_Exercise instructions_:
Look for "of the blue" in the listing below, then copy exactly the line it appears in and all lines after it to the end, and nothing more.

***

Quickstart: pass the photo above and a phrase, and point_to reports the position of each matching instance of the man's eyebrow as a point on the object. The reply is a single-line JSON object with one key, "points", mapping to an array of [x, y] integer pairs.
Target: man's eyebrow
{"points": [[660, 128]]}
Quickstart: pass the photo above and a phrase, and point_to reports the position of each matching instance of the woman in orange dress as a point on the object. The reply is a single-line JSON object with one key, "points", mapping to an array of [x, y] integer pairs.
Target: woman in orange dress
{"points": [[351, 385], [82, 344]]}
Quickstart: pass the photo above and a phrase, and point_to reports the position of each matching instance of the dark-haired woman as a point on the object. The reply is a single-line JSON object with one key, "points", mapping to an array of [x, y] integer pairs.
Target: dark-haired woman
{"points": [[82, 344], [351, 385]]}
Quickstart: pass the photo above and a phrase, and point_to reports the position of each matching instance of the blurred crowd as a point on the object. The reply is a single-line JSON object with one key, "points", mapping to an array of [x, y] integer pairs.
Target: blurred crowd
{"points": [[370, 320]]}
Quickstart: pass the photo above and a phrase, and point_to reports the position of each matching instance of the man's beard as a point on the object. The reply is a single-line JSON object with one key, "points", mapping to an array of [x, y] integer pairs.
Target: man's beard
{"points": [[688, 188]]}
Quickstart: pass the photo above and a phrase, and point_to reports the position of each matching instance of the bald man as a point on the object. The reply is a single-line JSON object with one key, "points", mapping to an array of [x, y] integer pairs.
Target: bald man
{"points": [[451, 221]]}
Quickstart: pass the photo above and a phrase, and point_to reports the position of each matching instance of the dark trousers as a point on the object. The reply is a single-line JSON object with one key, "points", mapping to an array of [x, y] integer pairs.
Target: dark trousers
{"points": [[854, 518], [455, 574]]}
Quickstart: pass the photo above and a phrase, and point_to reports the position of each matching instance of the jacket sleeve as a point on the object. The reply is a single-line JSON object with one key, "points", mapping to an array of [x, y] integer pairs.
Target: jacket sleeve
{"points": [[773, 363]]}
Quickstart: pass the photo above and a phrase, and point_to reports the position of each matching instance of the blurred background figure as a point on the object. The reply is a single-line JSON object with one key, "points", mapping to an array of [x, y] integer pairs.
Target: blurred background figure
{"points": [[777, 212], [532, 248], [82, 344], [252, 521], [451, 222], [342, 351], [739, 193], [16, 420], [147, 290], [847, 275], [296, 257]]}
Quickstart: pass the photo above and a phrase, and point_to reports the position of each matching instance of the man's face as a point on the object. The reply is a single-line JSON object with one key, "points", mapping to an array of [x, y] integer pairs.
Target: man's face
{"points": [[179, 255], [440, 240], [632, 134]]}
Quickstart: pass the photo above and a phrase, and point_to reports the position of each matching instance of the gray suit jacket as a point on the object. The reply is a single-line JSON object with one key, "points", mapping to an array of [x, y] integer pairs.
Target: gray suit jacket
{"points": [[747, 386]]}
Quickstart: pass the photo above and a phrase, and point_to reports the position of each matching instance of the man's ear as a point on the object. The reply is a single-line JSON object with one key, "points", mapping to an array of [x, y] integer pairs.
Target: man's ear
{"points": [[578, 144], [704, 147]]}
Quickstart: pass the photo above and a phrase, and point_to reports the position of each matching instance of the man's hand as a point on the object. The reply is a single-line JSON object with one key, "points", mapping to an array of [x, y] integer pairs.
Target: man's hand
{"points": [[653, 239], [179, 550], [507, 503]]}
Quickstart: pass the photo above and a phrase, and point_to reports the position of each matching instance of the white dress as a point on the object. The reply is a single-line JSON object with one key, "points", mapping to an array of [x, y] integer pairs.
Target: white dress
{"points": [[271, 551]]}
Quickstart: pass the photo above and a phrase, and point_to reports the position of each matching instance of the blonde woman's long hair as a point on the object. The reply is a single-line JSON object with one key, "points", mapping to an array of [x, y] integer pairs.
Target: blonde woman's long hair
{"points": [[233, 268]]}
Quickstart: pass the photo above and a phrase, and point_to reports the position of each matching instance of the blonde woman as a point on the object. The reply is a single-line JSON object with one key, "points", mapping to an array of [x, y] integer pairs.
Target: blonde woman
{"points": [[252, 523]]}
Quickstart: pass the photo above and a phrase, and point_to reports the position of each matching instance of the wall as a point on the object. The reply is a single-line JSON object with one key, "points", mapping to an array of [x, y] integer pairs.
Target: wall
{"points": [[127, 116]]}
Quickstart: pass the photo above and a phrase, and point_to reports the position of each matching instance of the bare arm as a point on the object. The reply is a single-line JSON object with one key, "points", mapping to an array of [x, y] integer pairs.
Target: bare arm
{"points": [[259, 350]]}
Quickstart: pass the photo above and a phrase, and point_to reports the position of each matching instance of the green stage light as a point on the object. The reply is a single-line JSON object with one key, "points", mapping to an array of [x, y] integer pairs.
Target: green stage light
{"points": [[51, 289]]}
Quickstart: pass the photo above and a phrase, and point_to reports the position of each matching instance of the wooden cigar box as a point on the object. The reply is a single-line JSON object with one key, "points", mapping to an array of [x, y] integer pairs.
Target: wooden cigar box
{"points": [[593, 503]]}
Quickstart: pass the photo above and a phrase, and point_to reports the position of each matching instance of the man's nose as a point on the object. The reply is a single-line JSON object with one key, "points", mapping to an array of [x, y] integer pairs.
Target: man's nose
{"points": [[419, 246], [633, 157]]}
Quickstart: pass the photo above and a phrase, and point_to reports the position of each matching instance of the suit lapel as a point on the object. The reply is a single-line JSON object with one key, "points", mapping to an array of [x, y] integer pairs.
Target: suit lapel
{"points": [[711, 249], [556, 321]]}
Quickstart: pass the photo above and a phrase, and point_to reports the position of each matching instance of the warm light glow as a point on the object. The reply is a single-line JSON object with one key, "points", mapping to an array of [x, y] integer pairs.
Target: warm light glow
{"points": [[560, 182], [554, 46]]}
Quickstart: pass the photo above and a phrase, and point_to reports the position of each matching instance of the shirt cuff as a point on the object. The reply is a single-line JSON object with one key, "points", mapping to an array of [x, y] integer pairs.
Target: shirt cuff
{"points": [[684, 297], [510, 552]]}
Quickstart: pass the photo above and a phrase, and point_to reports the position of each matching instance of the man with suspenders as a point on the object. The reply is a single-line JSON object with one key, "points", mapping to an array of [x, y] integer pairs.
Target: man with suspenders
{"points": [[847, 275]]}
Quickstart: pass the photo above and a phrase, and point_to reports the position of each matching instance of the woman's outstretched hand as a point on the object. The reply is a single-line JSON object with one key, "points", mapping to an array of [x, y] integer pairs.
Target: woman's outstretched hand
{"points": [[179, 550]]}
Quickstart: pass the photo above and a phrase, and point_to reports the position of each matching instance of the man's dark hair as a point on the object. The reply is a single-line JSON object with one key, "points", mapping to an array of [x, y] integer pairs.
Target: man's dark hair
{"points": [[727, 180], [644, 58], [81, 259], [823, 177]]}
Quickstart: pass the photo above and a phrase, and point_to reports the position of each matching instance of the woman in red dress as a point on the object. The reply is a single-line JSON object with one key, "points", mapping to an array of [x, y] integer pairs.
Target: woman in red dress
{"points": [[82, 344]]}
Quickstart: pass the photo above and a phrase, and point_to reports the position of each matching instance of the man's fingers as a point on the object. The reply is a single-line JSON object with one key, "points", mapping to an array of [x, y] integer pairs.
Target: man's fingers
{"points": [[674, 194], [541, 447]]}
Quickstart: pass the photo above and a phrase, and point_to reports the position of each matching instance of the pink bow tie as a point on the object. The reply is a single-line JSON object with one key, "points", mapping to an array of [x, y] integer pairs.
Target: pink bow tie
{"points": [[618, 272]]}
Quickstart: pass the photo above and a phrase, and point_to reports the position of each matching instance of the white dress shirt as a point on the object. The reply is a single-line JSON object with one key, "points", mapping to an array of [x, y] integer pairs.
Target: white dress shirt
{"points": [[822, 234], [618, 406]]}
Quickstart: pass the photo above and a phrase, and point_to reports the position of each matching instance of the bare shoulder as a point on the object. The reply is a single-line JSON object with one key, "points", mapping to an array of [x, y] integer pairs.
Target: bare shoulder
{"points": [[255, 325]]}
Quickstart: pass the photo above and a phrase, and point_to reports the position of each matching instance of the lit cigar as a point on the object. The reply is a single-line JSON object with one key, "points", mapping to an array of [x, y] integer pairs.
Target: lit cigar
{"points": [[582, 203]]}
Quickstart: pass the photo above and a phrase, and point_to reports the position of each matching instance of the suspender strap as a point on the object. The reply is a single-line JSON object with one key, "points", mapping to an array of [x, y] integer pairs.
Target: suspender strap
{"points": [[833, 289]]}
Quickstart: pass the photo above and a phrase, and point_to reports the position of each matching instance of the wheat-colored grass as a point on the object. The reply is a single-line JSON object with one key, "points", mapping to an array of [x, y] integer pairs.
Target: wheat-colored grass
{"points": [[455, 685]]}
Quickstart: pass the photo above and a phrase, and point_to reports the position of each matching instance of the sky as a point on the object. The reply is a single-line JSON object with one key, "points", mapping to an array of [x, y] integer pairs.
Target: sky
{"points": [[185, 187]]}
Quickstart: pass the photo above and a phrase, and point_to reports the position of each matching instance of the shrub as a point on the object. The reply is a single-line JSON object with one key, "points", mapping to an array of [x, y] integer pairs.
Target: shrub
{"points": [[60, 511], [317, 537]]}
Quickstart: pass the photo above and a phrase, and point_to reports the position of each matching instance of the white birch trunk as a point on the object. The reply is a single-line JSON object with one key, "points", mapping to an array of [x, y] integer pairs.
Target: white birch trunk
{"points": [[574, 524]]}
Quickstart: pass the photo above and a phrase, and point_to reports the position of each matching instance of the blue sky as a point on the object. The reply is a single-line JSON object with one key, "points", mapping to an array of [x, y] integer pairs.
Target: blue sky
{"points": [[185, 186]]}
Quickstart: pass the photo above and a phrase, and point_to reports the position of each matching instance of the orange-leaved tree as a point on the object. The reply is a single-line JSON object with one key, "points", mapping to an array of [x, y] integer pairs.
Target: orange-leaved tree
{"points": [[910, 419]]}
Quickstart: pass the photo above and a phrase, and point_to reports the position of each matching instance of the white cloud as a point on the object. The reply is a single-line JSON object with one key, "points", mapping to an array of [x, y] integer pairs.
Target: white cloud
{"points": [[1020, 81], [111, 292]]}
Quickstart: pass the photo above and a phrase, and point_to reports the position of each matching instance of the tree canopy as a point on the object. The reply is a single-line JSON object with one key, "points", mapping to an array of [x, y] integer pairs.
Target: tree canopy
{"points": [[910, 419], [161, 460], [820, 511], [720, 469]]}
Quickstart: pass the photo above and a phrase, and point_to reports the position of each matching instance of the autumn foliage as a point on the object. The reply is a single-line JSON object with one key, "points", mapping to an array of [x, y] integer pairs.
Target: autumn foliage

***

_Answer to the task_:
Quickstart: pass the photo above and a phrase, and point_to reports the position of each matching instance of the blue sky as a point on the object. The reply is a single-line JSON object with one key, "points", mapping to an array of [x, y] integer pairs.
Target: blue sky
{"points": [[185, 186]]}
Quickstart: pass the photo above and a phrase, and point_to reports the position of each matching instance of the orange-leaved tree as a point on the object. The reply is a single-line JSON object with one key, "points", mapping to an array of [x, y] integer pairs.
Target: orange-leaved tree
{"points": [[910, 419]]}
Quickstart: pass the photo above and a phrase, and point_to reports the position of each matching instance of the white cloud as a point on the object. The reply is a single-line JSON object with one key, "points", mapping to an array of [x, y] integer pairs.
Target: white cloud
{"points": [[1020, 81], [111, 292]]}
Quickstart: pass the photo above and a phrase, and point_to reports the position of each matching instance of the tree canopy as a point on the object. The reply is a single-line JSON object with one key, "points", mapping to an array of [x, y] integer pairs.
Target: tree canopy
{"points": [[910, 419], [161, 460], [820, 511], [720, 469]]}
Quickstart: pass the photo above and a phrase, and point_to reports the position of each matching instance of the autumn foliage as a point on the object. The reply is a single-line JSON object with one key, "points", mapping to an array of [x, y] integer pairs.
Target: autumn foliage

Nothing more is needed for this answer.